• **WORK REQUEST**: Could you retype the entries below exactly, omitting every picture?

• **EXTRACTED MATERIAL**:
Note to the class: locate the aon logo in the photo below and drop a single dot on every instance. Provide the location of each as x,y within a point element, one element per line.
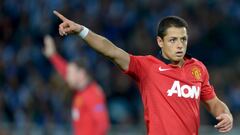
<point>185,91</point>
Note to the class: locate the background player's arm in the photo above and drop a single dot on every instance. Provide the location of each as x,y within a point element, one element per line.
<point>95,41</point>
<point>217,108</point>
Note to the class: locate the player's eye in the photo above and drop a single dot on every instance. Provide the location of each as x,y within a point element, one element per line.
<point>184,39</point>
<point>172,40</point>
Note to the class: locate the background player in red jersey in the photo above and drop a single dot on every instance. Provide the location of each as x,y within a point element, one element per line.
<point>171,86</point>
<point>89,112</point>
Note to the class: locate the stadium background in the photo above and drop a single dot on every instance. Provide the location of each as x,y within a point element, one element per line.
<point>33,98</point>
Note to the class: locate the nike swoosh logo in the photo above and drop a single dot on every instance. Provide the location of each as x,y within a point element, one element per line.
<point>164,69</point>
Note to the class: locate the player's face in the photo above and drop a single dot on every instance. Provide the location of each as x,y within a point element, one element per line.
<point>174,43</point>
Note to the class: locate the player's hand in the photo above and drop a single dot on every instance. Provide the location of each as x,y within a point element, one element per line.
<point>67,26</point>
<point>225,122</point>
<point>49,46</point>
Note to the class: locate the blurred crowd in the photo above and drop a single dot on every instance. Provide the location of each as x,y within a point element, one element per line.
<point>32,92</point>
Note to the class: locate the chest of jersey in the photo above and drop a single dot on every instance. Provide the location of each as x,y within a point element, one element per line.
<point>176,82</point>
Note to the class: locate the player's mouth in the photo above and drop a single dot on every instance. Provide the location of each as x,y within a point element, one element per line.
<point>179,54</point>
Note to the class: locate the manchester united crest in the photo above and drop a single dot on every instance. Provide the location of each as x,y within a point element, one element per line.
<point>196,73</point>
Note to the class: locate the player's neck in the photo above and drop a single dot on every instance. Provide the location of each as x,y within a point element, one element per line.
<point>178,63</point>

• **REPLY TO THE EXERCISE**:
Note to the class: locate the aon logo in the photo below and drop a single dot on every instance. Provide the location of each as x,y within a point element, one element per line.
<point>185,91</point>
Note to the class: locate the background player's arm in the photo above and drop a single dot on every instance. Provide the location of each as x,y within a point element, one element per line.
<point>95,41</point>
<point>217,108</point>
Note to the class: locate the player's eye in the photo above and drop a single dot on every instance. Provide the location of each as x,y within a point element, one element per line.
<point>184,39</point>
<point>172,40</point>
Note to the class: locate the background player in red jersey in the photo above and drop a single dot on every instance. Provide the location of each as x,y within a point element, one element per line.
<point>171,86</point>
<point>89,112</point>
Note to the class: locate the stadium background in the photo above and drop a single dot on every instance. Provide the location of each as x,y within a point element, one element per line.
<point>33,98</point>
Note to the class: locate the nike swoosh logo in the photo above and drop a single dot on every instance. Provide the location of each as x,y within a point element, one element per line.
<point>164,69</point>
Note to the class: locate the player's face in the photo above and drop a single dot on every instance. Provide the location of each as x,y within a point element, one element per line.
<point>174,43</point>
Note to the class: locate the player's hand in the photo above and drop a single dot on every instance. Provide the location of each as x,y within a point element, one element per line.
<point>67,26</point>
<point>225,122</point>
<point>49,46</point>
Note to the class: locate the blurred crowd in the photo above and drop a single dot on every instance. Provide the location of each as x,y within a point element, one element per line.
<point>32,92</point>
Note to the class: locate the chest of jersey in the photo above and drop a single dot on every instance. Provide the location of each as x,y within a point element, one element per line.
<point>176,82</point>
Note to the class: locate the player's mouth in the photo above and drop a single dot on every instance. Provide the location of each as x,y within a point element, one element per line.
<point>179,54</point>
Note to the class: locate the manchester united crest in the photo above and drop a single dot on every instance. Provide the location of each as x,y within a point element, one element per line.
<point>196,73</point>
Note to the class: locate the player's neck in the photo above and drop a single dot on every instance. Provide the location of each as x,y within a point element, one element per line.
<point>178,63</point>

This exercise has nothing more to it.